### TÂCHES À RÉALISER
A) Recopiez sans rien changer le passage du texte fourni qui commence par les mots contenant «Bikinis et sous-vêtements, peau» et se termine par «du bonheur inatteignable.».
B) D'après le texte fourni, en quelle matière est le morceau aplati dans la composition de Robert Gober ?

### TEXTE FOURNI
------------------------------

Bikinis et sous-vêtements, peau nue, fleurs pareilles à des morceaux
de paysages pleins de montagnes et de lacs sont rassemblés en un collage
exubérant dans le tableau «Candle». Il est question ici de la sexualisation
du monde marchand par la publicité, laquelle génère des biens de consommation
en dégénérant d’innocents symboles d’une quête du bonheur inatteignable.
Robert Gober joue lui aussi avec la prétendue banalité et familiarité du sujet.
Sa composition faite d’un morceau de cire d’abeille aplati sur lequel
sont collés des poils humains et dont émerge une chandelle semble
parfaitement insolite. Bien que cette bougie soit «vierge» – elle n’est pas allumée
et ne doit pas l’être-, elle a pourtant perdu toute innocence, tant est évidente son identification avec un phallus. Ce travail a été réalisé à l’époque de la crise
du SIDA en Amérique, lorsque le débat chargé de peurs autour du VIH
envahit aussi l’univers artistique. Il est aussi un hommage silencieux
à tous ceux qui furent victimes de l’épidémie.

------------------------------

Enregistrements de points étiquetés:

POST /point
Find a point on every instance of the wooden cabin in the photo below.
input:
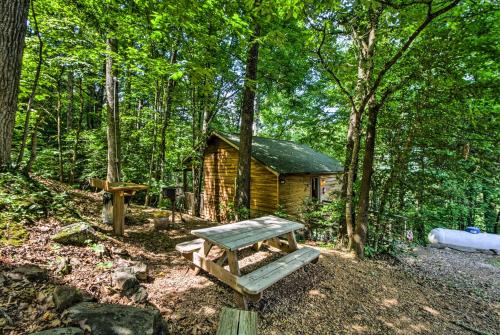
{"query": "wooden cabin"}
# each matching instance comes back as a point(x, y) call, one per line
point(284, 175)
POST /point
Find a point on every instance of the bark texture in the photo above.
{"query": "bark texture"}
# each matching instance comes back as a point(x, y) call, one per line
point(13, 15)
point(246, 124)
point(113, 115)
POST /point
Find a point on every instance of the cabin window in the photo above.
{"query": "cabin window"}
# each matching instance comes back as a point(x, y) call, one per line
point(315, 188)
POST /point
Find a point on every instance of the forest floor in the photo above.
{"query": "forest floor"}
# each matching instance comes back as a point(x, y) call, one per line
point(424, 291)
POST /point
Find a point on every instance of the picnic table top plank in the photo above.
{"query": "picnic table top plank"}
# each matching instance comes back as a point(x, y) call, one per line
point(241, 234)
point(262, 278)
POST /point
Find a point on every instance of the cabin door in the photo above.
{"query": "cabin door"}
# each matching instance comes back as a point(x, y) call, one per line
point(315, 188)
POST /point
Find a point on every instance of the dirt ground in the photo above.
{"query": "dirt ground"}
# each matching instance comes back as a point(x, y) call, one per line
point(428, 291)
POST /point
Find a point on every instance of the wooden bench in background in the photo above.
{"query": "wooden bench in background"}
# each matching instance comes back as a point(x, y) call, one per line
point(237, 322)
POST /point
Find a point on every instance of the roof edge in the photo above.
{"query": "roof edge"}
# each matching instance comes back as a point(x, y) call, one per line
point(222, 137)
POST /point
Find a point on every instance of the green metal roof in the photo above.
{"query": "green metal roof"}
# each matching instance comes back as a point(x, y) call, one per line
point(287, 157)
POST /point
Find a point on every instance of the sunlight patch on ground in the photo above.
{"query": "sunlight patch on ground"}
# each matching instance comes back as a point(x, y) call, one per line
point(317, 293)
point(359, 329)
point(431, 310)
point(390, 302)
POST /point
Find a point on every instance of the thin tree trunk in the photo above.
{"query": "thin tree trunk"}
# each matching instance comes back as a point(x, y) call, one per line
point(34, 140)
point(13, 14)
point(33, 89)
point(77, 135)
point(166, 118)
point(246, 126)
point(147, 199)
point(59, 131)
point(361, 229)
point(113, 115)
point(69, 113)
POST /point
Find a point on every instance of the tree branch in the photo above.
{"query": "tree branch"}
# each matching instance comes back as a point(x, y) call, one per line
point(331, 72)
point(387, 66)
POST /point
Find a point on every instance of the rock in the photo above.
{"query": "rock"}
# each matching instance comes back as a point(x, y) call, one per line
point(76, 234)
point(6, 317)
point(60, 331)
point(119, 252)
point(63, 266)
point(139, 269)
point(30, 272)
point(141, 296)
point(66, 296)
point(111, 319)
point(126, 282)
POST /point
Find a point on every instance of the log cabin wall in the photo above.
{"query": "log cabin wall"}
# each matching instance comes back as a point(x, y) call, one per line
point(297, 188)
point(220, 166)
point(293, 192)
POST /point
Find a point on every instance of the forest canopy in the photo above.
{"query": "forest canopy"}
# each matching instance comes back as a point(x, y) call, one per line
point(404, 93)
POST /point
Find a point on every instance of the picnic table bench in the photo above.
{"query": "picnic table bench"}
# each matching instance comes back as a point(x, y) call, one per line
point(232, 237)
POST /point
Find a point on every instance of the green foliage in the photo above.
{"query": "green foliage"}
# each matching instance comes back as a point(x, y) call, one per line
point(436, 156)
point(24, 201)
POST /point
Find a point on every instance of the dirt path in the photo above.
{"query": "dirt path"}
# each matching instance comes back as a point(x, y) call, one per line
point(338, 295)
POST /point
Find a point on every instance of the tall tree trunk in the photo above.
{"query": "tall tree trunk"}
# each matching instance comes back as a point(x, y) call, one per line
point(13, 15)
point(166, 118)
point(242, 200)
point(147, 199)
point(69, 112)
point(33, 89)
point(77, 135)
point(59, 131)
point(113, 115)
point(361, 229)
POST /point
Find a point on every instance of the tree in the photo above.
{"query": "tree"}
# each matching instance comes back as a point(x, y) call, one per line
point(242, 200)
point(113, 112)
point(13, 15)
point(362, 24)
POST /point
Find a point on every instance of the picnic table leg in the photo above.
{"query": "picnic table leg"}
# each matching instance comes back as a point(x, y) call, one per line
point(118, 213)
point(292, 242)
point(257, 246)
point(204, 251)
point(232, 259)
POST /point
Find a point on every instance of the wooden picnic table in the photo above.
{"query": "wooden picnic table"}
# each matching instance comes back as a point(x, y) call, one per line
point(271, 230)
point(119, 190)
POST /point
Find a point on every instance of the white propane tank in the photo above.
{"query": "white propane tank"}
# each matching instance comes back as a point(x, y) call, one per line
point(441, 237)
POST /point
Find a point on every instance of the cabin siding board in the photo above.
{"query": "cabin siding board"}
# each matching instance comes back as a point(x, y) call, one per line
point(267, 190)
point(221, 160)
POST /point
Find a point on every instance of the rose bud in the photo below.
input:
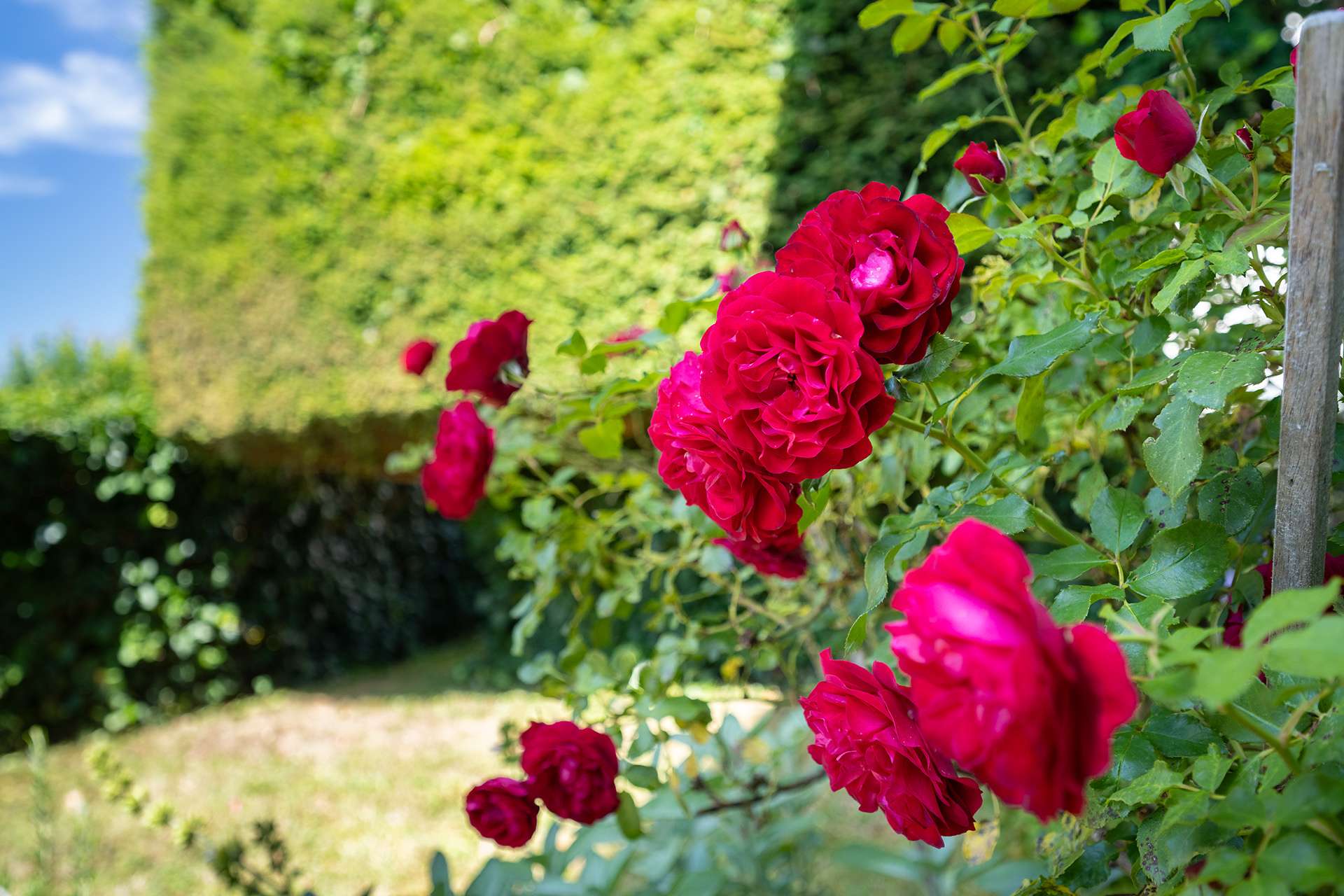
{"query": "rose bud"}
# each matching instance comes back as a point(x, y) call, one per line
point(733, 237)
point(464, 449)
point(785, 374)
point(1158, 134)
point(491, 360)
point(980, 160)
point(503, 811)
point(783, 558)
point(1247, 140)
point(870, 743)
point(419, 355)
point(571, 770)
point(891, 260)
point(708, 470)
point(1025, 706)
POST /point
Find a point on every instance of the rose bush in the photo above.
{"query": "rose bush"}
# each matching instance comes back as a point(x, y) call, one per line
point(1018, 437)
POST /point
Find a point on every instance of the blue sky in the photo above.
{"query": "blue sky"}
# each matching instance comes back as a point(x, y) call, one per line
point(71, 109)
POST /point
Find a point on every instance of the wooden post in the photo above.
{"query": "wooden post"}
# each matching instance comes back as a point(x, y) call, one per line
point(1315, 292)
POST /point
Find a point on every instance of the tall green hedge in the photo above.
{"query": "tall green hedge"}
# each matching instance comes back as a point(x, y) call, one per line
point(328, 179)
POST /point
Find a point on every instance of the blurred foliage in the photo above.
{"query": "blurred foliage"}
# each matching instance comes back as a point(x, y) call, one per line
point(396, 168)
point(139, 575)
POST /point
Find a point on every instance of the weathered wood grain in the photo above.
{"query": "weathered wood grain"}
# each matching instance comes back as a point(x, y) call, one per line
point(1315, 293)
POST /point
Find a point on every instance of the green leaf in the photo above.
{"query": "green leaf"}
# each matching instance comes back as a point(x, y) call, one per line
point(882, 11)
point(1184, 561)
point(1206, 378)
point(1158, 34)
point(575, 346)
point(813, 501)
point(1132, 754)
point(968, 232)
point(1037, 8)
point(1148, 786)
point(1073, 603)
point(1231, 498)
point(1031, 355)
point(628, 817)
point(1009, 516)
point(1116, 519)
point(1210, 769)
point(1031, 409)
point(1184, 276)
point(1225, 675)
point(1180, 735)
point(604, 440)
point(1068, 564)
point(1175, 456)
point(1288, 609)
point(941, 354)
point(1315, 650)
point(645, 777)
point(858, 631)
point(913, 33)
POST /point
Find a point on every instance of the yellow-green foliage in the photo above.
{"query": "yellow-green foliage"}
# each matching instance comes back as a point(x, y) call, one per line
point(332, 179)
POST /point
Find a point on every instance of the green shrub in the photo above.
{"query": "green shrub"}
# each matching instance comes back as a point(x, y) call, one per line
point(140, 575)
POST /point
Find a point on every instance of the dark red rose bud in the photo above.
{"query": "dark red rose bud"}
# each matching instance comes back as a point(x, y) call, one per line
point(1158, 134)
point(870, 743)
point(503, 811)
point(419, 355)
point(980, 160)
point(733, 237)
point(571, 770)
point(464, 449)
point(491, 360)
point(783, 558)
point(891, 260)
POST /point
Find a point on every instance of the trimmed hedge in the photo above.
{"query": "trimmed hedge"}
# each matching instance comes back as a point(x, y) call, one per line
point(140, 577)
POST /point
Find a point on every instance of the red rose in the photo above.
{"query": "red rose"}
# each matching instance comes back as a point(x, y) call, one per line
point(980, 160)
point(733, 237)
point(419, 356)
point(785, 374)
point(503, 811)
point(492, 359)
point(710, 472)
point(571, 770)
point(892, 261)
point(869, 742)
point(783, 558)
point(1022, 704)
point(1158, 134)
point(464, 449)
point(1237, 618)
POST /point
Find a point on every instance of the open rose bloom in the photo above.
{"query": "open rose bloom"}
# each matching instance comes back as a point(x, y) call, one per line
point(892, 261)
point(1022, 704)
point(870, 745)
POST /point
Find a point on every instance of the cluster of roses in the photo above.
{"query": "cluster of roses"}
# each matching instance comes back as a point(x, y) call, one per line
point(1026, 707)
point(570, 770)
point(788, 383)
point(491, 362)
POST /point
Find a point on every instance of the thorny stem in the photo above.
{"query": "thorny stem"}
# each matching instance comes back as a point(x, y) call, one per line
point(1043, 517)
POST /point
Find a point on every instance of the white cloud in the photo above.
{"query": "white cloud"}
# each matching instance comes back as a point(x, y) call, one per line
point(92, 102)
point(26, 186)
point(131, 16)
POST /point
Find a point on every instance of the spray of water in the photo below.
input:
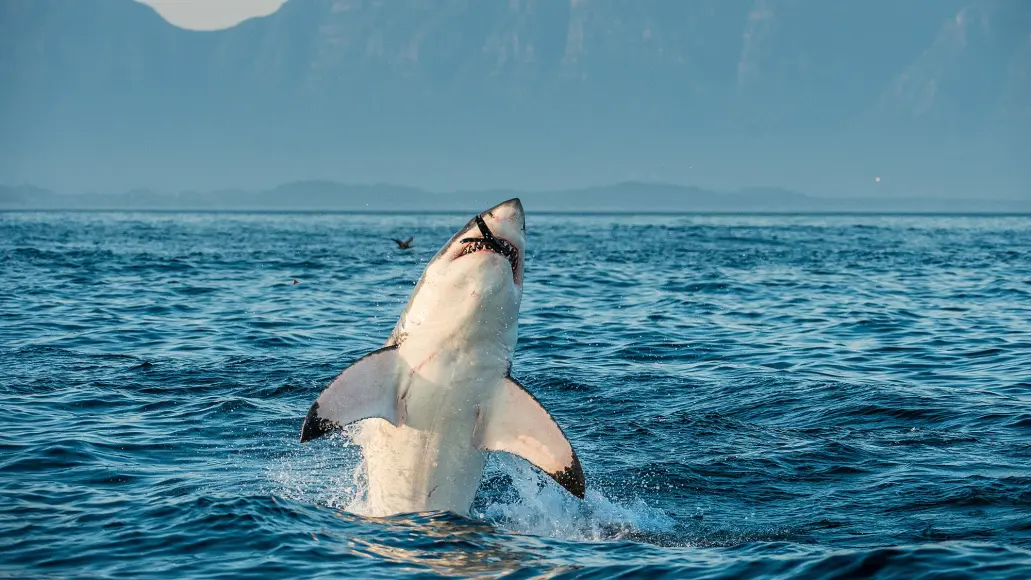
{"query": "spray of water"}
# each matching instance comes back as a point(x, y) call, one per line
point(333, 475)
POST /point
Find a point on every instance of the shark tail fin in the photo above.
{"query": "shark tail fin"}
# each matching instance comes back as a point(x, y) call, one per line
point(519, 424)
point(367, 388)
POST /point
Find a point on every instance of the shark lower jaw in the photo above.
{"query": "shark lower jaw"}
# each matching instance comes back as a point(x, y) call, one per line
point(497, 245)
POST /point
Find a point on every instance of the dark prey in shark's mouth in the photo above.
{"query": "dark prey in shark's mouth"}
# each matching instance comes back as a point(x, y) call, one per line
point(490, 242)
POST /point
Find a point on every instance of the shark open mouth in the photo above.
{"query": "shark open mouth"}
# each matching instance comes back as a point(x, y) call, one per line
point(490, 242)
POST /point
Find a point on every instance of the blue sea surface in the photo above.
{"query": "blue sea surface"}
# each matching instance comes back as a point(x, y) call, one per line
point(790, 397)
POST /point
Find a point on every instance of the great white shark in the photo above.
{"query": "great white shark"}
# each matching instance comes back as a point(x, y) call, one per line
point(439, 395)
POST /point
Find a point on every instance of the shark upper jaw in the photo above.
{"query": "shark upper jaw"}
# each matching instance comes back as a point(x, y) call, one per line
point(490, 241)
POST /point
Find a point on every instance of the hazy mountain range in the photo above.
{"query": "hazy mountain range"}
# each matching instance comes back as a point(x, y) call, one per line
point(810, 95)
point(627, 197)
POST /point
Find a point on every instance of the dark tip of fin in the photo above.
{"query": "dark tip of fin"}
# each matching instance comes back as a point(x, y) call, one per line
point(572, 478)
point(316, 427)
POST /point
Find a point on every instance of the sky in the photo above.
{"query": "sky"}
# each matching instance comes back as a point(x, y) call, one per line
point(211, 14)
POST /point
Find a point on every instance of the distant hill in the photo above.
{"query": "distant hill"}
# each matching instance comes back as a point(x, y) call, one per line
point(627, 197)
point(466, 94)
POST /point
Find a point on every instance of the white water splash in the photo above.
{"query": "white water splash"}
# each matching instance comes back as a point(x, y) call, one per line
point(542, 508)
point(333, 475)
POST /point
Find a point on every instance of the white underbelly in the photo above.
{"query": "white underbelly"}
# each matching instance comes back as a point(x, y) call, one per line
point(410, 470)
point(430, 463)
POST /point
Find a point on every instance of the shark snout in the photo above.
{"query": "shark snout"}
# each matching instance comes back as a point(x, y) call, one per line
point(508, 213)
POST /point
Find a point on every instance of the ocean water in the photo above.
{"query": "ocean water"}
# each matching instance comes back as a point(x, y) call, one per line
point(790, 397)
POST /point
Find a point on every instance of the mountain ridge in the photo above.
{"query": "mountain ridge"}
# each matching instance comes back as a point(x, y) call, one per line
point(469, 95)
point(626, 197)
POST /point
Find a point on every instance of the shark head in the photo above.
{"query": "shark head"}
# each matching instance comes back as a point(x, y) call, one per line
point(474, 284)
point(490, 244)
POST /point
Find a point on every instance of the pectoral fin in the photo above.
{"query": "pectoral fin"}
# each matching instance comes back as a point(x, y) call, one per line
point(518, 423)
point(365, 389)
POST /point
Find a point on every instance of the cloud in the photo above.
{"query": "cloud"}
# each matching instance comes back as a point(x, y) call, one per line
point(211, 14)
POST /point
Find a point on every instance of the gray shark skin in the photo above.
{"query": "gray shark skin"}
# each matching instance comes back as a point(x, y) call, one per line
point(438, 397)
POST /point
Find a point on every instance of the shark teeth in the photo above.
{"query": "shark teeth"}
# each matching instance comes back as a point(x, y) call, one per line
point(508, 250)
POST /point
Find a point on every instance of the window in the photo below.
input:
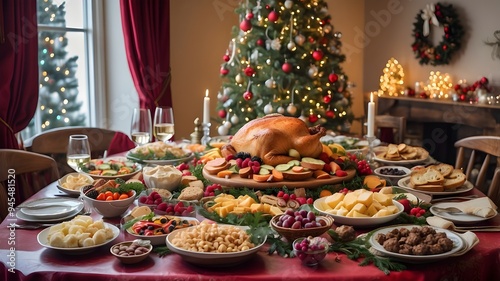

------------------------------

### RÉPONSES RÉDIGÉES
A)
Bikinis et sous-vêtements, peau nue, fleurs pareilles à des morceaux
de paysages pleins de montagnes et de lacs sont rassemblés en un collage
exubérant dans le tableau «Candle». Il est question ici de la sexualisation
du monde marchand par la publicité, laquelle génère des biens de consommation
en dégénérant d’innocents symboles d’une quête du bonheur inatteignable.

B) En cire d'abeille.